* begin *
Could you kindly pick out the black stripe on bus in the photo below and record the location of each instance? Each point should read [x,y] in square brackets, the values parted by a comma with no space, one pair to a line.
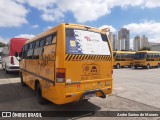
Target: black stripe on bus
[43,78]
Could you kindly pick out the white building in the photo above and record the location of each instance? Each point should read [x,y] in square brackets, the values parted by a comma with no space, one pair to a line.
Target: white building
[113,40]
[155,47]
[137,43]
[124,39]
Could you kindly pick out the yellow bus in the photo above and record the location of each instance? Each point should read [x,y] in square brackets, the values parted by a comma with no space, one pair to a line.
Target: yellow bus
[147,59]
[123,58]
[68,63]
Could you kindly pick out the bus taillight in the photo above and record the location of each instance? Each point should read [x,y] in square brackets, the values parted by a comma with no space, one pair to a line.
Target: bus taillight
[60,75]
[12,60]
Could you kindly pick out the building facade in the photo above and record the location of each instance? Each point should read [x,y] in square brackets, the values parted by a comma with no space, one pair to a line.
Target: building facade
[124,39]
[137,43]
[155,47]
[140,43]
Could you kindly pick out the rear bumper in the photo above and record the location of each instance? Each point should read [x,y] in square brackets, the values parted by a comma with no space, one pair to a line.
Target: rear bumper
[13,68]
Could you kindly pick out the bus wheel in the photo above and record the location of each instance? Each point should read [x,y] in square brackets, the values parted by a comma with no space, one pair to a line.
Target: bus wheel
[148,66]
[6,71]
[118,66]
[40,98]
[21,79]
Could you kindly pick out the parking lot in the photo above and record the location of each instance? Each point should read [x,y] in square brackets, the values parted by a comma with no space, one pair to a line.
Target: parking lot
[133,90]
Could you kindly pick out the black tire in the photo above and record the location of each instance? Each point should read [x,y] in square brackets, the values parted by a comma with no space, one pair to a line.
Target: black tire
[3,67]
[118,66]
[130,66]
[21,79]
[6,71]
[40,98]
[148,66]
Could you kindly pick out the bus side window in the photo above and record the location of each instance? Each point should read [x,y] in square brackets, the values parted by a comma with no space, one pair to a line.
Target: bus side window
[148,56]
[36,50]
[48,40]
[25,51]
[54,39]
[41,49]
[30,51]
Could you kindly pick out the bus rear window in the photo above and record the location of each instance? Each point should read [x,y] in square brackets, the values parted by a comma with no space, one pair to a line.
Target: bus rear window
[86,42]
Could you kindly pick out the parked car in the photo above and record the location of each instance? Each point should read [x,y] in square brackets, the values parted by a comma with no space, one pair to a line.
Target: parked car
[9,61]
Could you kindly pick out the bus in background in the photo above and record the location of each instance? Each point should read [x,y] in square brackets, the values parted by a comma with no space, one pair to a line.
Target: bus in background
[123,58]
[68,63]
[9,61]
[147,59]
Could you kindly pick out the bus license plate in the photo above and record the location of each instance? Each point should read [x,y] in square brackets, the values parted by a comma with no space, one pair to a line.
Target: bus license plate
[89,96]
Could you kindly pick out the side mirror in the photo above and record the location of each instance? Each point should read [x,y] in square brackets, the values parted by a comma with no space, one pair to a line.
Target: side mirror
[16,54]
[20,54]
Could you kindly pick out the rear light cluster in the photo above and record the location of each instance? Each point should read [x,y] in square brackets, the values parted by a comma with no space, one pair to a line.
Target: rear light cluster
[12,61]
[60,75]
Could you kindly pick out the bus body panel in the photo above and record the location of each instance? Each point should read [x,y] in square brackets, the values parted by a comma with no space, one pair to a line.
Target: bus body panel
[145,58]
[8,52]
[125,58]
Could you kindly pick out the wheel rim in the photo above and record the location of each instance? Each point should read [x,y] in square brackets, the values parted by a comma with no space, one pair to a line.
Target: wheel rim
[118,66]
[148,66]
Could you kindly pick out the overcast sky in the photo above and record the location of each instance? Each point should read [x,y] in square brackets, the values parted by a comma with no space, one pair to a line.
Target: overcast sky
[27,18]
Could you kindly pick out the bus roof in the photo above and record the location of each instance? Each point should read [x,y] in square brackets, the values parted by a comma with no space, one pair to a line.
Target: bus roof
[16,45]
[145,51]
[130,52]
[50,31]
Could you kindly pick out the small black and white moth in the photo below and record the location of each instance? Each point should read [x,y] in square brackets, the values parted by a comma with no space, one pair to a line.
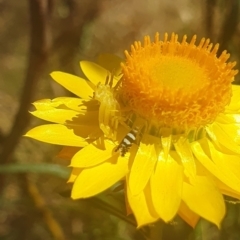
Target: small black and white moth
[127,141]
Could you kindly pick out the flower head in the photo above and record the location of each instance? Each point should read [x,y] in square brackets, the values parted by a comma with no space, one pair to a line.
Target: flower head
[166,122]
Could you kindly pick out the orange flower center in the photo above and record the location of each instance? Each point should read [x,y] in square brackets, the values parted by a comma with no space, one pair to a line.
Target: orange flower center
[177,84]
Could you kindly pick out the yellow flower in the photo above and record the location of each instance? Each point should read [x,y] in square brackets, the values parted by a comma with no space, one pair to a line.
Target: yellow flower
[167,122]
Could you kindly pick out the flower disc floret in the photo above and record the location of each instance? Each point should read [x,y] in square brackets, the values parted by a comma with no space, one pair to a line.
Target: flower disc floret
[177,84]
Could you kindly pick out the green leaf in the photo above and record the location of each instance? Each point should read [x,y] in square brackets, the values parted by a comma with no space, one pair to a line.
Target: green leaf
[42,168]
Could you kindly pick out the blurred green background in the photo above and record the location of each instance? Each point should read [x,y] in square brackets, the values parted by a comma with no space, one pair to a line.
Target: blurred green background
[40,36]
* end *
**Task goal**
Copy out exactly the lines between the line with "Could you kindly pick out the yellow flower" and the last line of the entries, counting both of those lines.

**Response**
Could you kindly pick out the yellow flower in the photo above and record the location of each instance? Each point should read [x,y] in square brackets, the values parted by a comma with no space, one pair to a line.
Target: yellow flower
[167,122]
Could you kindly pick out the flower disc floret in the photo above and record the location of each instance? Each point should read [x,y] in square brackets, the values parted by a comma with no space, one pair to a line.
Target: flower disc floret
[177,84]
Could you kindly pick out the green leaf in the photo above and record the location of each instance? Each point should read [x,y] in square brackets, the values parted by a comma with no space, one pair to a line.
Target: green leaf
[42,168]
Could you kindly pick out the blurred green background in the photo above and record the location of each instance? Each point should read [x,y] in square brackets, the values parted by a comma with no space, one pair to a line.
Target: blurred green background
[40,36]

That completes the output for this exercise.